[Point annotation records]
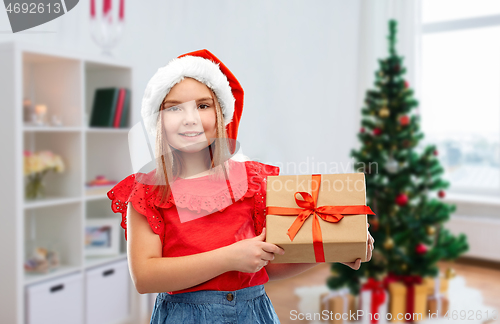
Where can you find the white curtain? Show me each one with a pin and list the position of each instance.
(373, 43)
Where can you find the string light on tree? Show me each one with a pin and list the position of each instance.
(384, 112)
(420, 249)
(388, 244)
(401, 199)
(392, 165)
(404, 120)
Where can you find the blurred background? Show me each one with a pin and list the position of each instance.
(305, 67)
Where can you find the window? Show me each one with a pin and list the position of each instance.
(460, 102)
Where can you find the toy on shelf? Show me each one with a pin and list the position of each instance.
(42, 261)
(100, 185)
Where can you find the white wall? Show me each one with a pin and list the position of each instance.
(296, 60)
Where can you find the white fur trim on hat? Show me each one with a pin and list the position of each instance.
(198, 68)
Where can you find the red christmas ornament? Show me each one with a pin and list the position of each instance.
(374, 225)
(401, 199)
(421, 249)
(404, 120)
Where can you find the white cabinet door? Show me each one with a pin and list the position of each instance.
(58, 301)
(107, 293)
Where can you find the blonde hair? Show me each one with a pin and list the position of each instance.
(169, 162)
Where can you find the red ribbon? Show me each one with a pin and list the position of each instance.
(409, 281)
(332, 214)
(378, 295)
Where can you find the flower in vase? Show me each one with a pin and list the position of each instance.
(36, 165)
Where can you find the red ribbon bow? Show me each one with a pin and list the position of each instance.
(332, 214)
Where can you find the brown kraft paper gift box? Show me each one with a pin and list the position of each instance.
(437, 301)
(343, 241)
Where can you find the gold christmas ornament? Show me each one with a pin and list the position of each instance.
(388, 244)
(384, 112)
(450, 273)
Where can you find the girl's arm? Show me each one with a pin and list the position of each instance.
(152, 273)
(278, 271)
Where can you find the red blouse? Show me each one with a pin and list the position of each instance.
(201, 216)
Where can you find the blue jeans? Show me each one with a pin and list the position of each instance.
(248, 305)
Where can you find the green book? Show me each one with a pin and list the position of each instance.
(125, 113)
(104, 106)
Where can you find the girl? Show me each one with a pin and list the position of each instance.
(195, 224)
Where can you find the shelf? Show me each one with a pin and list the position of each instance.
(51, 129)
(96, 197)
(106, 130)
(32, 278)
(65, 83)
(101, 260)
(50, 202)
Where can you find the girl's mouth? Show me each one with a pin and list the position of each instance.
(191, 135)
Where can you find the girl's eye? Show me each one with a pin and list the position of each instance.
(173, 108)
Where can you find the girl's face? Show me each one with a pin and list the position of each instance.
(189, 116)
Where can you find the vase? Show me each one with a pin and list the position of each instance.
(35, 187)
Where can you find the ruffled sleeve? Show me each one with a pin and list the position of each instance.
(143, 199)
(258, 173)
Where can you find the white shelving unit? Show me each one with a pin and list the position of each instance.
(65, 82)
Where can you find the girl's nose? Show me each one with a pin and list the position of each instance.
(191, 115)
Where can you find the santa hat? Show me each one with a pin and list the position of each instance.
(206, 68)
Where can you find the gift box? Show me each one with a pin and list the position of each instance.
(338, 304)
(437, 301)
(407, 301)
(442, 284)
(437, 305)
(317, 218)
(373, 302)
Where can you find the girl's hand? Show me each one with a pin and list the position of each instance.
(253, 254)
(356, 264)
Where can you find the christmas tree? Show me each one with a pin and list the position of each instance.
(402, 180)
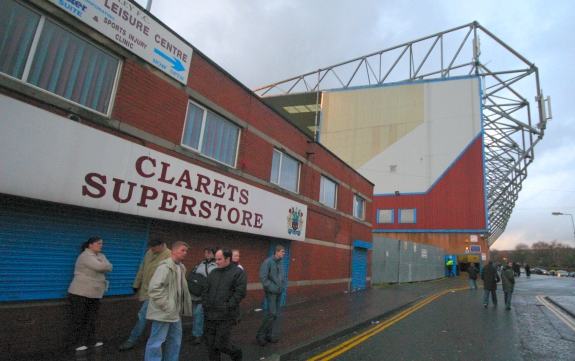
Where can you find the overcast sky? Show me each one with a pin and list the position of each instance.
(263, 42)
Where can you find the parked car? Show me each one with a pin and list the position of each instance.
(562, 273)
(541, 271)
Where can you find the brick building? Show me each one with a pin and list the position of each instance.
(114, 126)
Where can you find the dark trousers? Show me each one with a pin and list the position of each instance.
(218, 335)
(83, 317)
(267, 326)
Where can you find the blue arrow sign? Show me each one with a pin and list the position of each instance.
(177, 65)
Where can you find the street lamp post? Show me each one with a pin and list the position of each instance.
(566, 214)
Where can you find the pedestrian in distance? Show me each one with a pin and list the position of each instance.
(473, 272)
(236, 257)
(169, 299)
(449, 265)
(197, 280)
(490, 279)
(157, 252)
(85, 292)
(225, 289)
(508, 283)
(272, 277)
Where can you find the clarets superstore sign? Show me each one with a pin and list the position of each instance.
(44, 156)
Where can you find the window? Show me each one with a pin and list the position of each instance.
(39, 52)
(358, 207)
(385, 216)
(407, 216)
(285, 171)
(211, 135)
(327, 192)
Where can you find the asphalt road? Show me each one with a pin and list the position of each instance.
(456, 326)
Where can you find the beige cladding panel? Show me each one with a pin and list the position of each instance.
(359, 124)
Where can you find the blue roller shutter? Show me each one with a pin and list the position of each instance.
(40, 241)
(359, 265)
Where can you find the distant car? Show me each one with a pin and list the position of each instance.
(562, 273)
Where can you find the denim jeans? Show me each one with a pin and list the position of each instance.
(198, 328)
(508, 296)
(139, 328)
(171, 333)
(493, 297)
(266, 328)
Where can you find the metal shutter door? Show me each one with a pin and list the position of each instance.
(40, 242)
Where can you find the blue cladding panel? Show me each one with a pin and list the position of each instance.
(40, 242)
(359, 269)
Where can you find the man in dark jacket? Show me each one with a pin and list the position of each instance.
(508, 283)
(490, 279)
(272, 278)
(221, 299)
(473, 272)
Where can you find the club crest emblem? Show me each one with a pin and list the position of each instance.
(295, 221)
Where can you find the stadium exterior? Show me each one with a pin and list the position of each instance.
(445, 138)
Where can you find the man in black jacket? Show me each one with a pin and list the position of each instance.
(221, 299)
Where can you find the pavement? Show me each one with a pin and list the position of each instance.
(302, 326)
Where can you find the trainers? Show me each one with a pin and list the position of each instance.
(127, 345)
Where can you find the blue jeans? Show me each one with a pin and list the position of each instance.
(171, 333)
(508, 296)
(493, 297)
(139, 328)
(198, 328)
(267, 326)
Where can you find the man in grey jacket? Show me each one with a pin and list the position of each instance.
(169, 299)
(157, 252)
(273, 280)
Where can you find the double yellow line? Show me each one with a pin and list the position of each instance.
(356, 340)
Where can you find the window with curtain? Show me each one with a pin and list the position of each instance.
(285, 171)
(39, 52)
(210, 135)
(327, 192)
(358, 207)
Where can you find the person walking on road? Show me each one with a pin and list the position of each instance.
(225, 289)
(169, 299)
(203, 268)
(272, 277)
(473, 272)
(508, 283)
(490, 279)
(157, 252)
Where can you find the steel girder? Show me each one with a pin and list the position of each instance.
(509, 132)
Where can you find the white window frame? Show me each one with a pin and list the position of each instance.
(392, 220)
(357, 200)
(322, 192)
(282, 155)
(400, 214)
(202, 130)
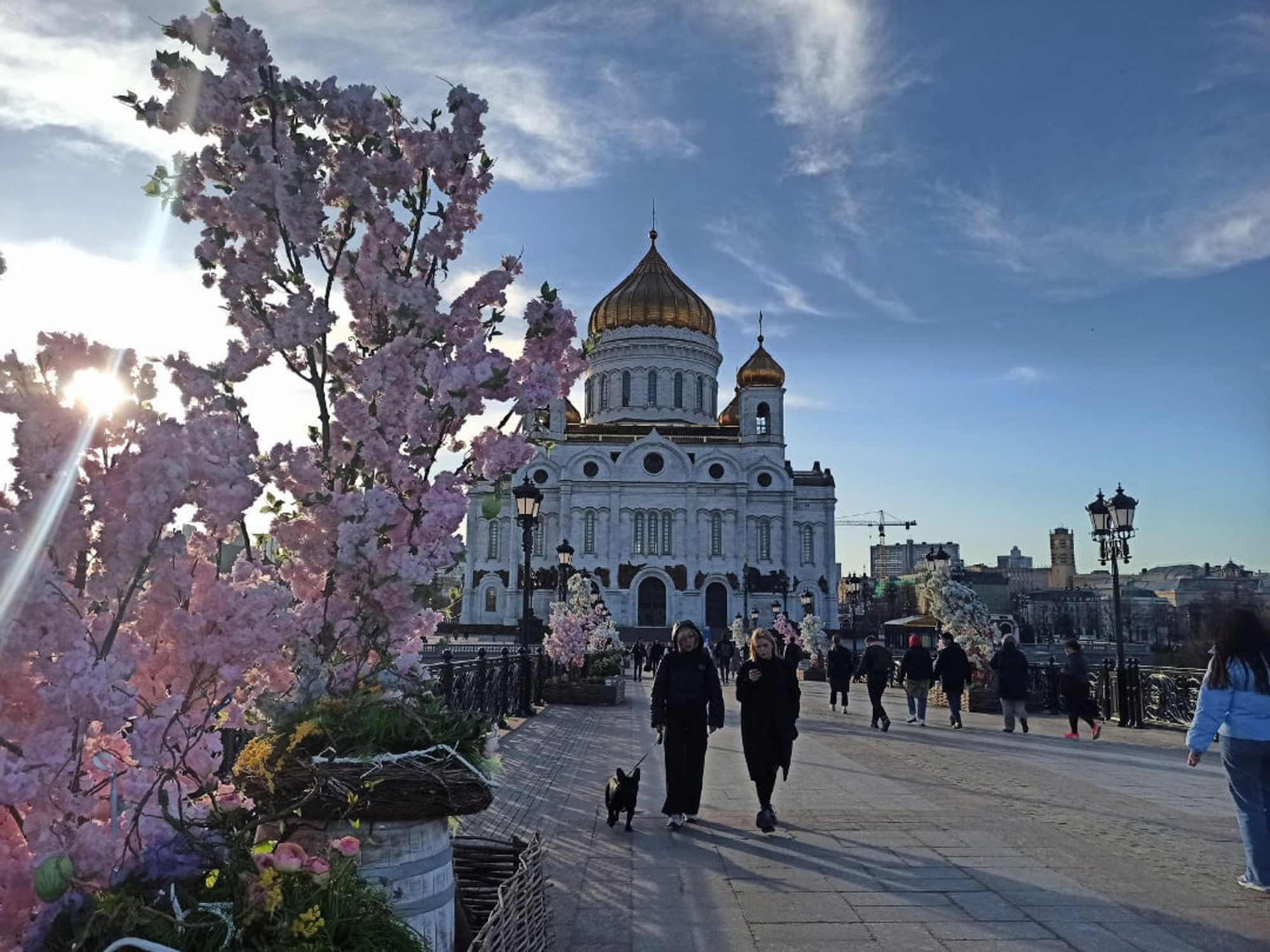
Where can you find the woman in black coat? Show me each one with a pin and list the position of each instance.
(839, 666)
(688, 706)
(953, 672)
(769, 695)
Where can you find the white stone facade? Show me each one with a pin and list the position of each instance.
(665, 506)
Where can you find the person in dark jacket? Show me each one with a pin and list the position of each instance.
(953, 672)
(686, 708)
(1012, 668)
(1074, 685)
(839, 666)
(769, 695)
(876, 670)
(916, 672)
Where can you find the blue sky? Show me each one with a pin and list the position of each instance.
(1006, 253)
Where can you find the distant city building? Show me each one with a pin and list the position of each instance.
(1015, 560)
(1062, 559)
(907, 558)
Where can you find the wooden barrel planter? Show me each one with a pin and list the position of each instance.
(585, 691)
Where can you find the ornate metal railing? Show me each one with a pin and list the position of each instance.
(493, 682)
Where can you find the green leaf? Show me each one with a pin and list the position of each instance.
(492, 506)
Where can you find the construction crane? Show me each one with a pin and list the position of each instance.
(881, 524)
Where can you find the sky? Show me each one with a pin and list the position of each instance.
(1008, 255)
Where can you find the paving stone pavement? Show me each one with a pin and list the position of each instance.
(904, 842)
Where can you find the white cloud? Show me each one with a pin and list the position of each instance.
(1023, 375)
(561, 112)
(741, 247)
(1202, 234)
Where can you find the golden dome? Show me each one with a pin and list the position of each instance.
(731, 416)
(761, 370)
(652, 296)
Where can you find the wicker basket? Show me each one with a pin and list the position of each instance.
(520, 920)
(417, 786)
(567, 691)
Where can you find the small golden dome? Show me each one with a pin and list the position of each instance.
(761, 370)
(652, 296)
(731, 416)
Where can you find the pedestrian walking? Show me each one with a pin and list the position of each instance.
(1013, 682)
(1074, 685)
(656, 652)
(1235, 703)
(916, 672)
(686, 708)
(953, 672)
(639, 653)
(876, 670)
(769, 695)
(725, 652)
(839, 670)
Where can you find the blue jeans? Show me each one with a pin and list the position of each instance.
(916, 691)
(1248, 770)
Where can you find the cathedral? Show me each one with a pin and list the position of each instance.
(675, 508)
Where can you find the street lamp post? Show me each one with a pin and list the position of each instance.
(1113, 529)
(565, 562)
(529, 498)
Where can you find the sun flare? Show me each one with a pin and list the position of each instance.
(97, 392)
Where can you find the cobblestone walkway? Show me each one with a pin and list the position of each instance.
(916, 840)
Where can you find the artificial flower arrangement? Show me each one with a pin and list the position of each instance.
(210, 888)
(373, 755)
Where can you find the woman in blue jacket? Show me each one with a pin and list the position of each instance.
(1235, 703)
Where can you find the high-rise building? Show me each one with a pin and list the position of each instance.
(1062, 559)
(907, 558)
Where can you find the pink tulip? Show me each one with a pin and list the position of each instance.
(319, 869)
(347, 846)
(290, 857)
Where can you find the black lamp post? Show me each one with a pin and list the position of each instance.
(565, 560)
(529, 498)
(1113, 529)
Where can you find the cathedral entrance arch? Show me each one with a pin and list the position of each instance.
(651, 605)
(717, 606)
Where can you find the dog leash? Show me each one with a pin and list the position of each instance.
(650, 751)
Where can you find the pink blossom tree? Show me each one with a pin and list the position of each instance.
(328, 220)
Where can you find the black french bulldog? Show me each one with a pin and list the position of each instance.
(622, 794)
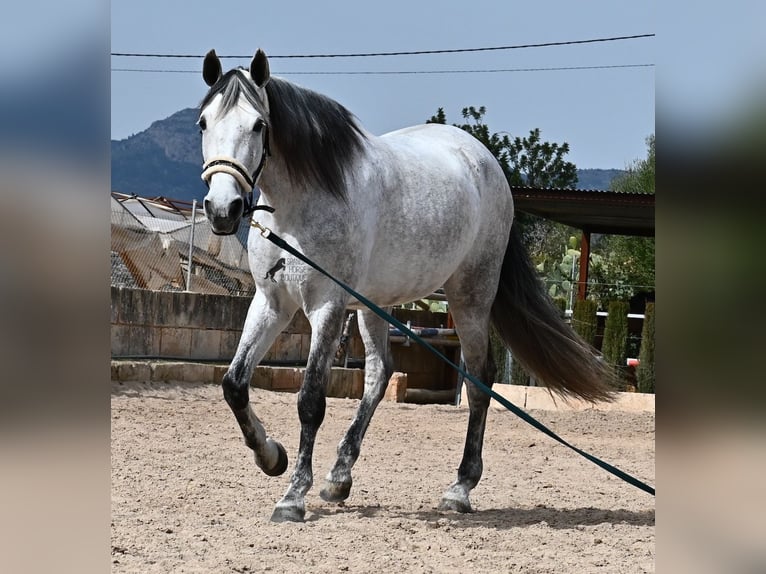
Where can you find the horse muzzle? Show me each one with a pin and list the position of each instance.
(224, 220)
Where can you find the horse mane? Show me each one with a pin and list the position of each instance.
(316, 136)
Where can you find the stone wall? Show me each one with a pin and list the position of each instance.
(169, 331)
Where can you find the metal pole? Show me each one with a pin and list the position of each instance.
(191, 245)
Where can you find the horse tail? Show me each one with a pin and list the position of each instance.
(527, 321)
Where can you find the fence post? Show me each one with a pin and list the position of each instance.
(191, 245)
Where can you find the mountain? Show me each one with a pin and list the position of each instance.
(166, 160)
(163, 160)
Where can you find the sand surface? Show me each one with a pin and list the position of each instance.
(187, 496)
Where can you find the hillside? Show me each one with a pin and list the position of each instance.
(163, 160)
(166, 160)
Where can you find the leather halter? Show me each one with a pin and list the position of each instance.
(232, 167)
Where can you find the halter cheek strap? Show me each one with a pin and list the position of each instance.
(232, 167)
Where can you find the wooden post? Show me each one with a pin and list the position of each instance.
(582, 283)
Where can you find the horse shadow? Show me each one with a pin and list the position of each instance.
(502, 518)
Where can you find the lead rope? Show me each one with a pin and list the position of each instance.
(282, 244)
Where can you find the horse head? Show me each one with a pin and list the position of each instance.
(234, 120)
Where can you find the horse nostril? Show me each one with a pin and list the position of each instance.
(235, 208)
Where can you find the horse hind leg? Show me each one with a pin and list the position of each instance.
(378, 369)
(472, 323)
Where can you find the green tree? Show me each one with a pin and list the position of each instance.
(621, 265)
(645, 370)
(525, 161)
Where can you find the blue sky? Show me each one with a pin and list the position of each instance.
(604, 114)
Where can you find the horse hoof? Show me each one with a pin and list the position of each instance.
(457, 505)
(281, 466)
(335, 491)
(288, 514)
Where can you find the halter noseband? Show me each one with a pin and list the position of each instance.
(229, 165)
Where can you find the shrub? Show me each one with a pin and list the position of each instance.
(615, 343)
(584, 320)
(645, 370)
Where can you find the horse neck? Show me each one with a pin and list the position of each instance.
(280, 191)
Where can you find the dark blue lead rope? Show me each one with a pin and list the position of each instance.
(281, 243)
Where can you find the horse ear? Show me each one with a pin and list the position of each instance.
(259, 69)
(211, 68)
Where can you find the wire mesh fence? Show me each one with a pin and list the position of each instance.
(166, 245)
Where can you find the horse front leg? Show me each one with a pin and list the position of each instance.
(326, 325)
(377, 370)
(265, 320)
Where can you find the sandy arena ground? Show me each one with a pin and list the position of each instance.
(187, 496)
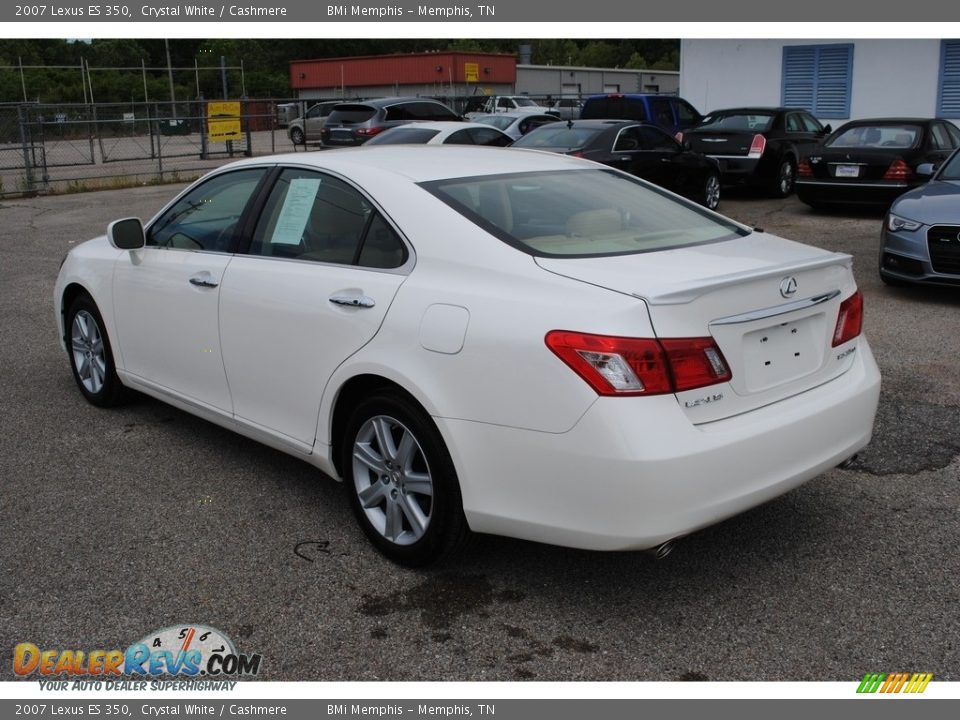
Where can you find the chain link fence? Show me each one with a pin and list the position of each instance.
(63, 147)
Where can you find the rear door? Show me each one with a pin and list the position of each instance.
(314, 286)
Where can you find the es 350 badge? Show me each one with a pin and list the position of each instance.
(178, 650)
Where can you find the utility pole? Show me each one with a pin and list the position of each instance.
(173, 99)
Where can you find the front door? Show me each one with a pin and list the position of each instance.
(166, 294)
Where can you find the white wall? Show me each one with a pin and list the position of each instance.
(890, 77)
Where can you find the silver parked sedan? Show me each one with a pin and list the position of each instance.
(920, 240)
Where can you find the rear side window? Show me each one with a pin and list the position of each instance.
(317, 217)
(403, 135)
(742, 122)
(614, 107)
(662, 112)
(557, 135)
(351, 114)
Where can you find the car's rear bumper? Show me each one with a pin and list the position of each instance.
(834, 192)
(634, 472)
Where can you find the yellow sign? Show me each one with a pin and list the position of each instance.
(223, 121)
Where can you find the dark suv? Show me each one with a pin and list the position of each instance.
(355, 123)
(669, 112)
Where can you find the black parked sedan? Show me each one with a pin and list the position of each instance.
(642, 150)
(872, 162)
(758, 146)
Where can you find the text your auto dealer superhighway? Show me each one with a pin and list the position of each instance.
(214, 11)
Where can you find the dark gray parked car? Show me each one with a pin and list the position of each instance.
(920, 240)
(354, 123)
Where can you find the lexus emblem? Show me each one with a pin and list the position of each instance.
(788, 287)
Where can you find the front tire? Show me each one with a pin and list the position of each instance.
(711, 191)
(401, 481)
(91, 357)
(786, 178)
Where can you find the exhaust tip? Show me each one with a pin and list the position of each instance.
(661, 551)
(848, 462)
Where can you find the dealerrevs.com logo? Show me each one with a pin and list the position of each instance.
(887, 683)
(185, 651)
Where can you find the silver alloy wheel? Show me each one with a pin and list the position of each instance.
(786, 177)
(712, 192)
(89, 355)
(392, 480)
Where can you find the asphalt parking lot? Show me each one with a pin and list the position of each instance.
(117, 523)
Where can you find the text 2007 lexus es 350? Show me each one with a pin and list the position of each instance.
(483, 340)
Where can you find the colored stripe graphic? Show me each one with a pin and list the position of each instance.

What is expected - Extract the closing run of lines, starting with the one containing "Where can you find the car's" and ending at the last, exactly as written.

Written response -
Where can you find the car's rear bumper? Show me each one with a pin and list the position of each instance.
(834, 192)
(634, 472)
Where can you find the yellow sign? Show me each one with a pin and list the position of each instance.
(223, 121)
Where can you find the dark suv? Show me each one with a pin and list the position of each instance.
(355, 123)
(669, 112)
Where can you find the black parked sedan? Show me each one with a pin and list the position of each instance.
(642, 150)
(872, 162)
(758, 146)
Where can you find the text your auto dealer superhighway? Show me each one with a pin and list the position of each instance.
(214, 11)
Where can you find the dark gray parked car? Show me each one with a pin and list the position of each instance.
(920, 240)
(354, 123)
Where can you find the lexus emblem? Show me each one with a pin and list the position of each instance.
(788, 287)
Where can you find the front tire? Show me each one with a pin and list the position of each instance.
(711, 191)
(401, 481)
(91, 357)
(786, 178)
Where can you find the exhaust tip? Show me each one with a pin and list the position of each instance.
(661, 551)
(848, 462)
Where can you find the dealerrevs.com logo? Show me each one with a pin and list the position of each instance.
(887, 683)
(185, 651)
Where can you find the silver alloy wheel? Show me each one with a pin and list the position of each instance.
(786, 177)
(712, 192)
(89, 355)
(392, 480)
Where can you find the asphalt parking lot? Show me each one with a pin and list the position of each instance.
(117, 523)
Where can you find the text 2007 lexus es 350? Show me each one with a pin and list the position of each instance.
(483, 340)
Where can you find the colored stripe graphic? Show me each one with a pin and list the position of each instance.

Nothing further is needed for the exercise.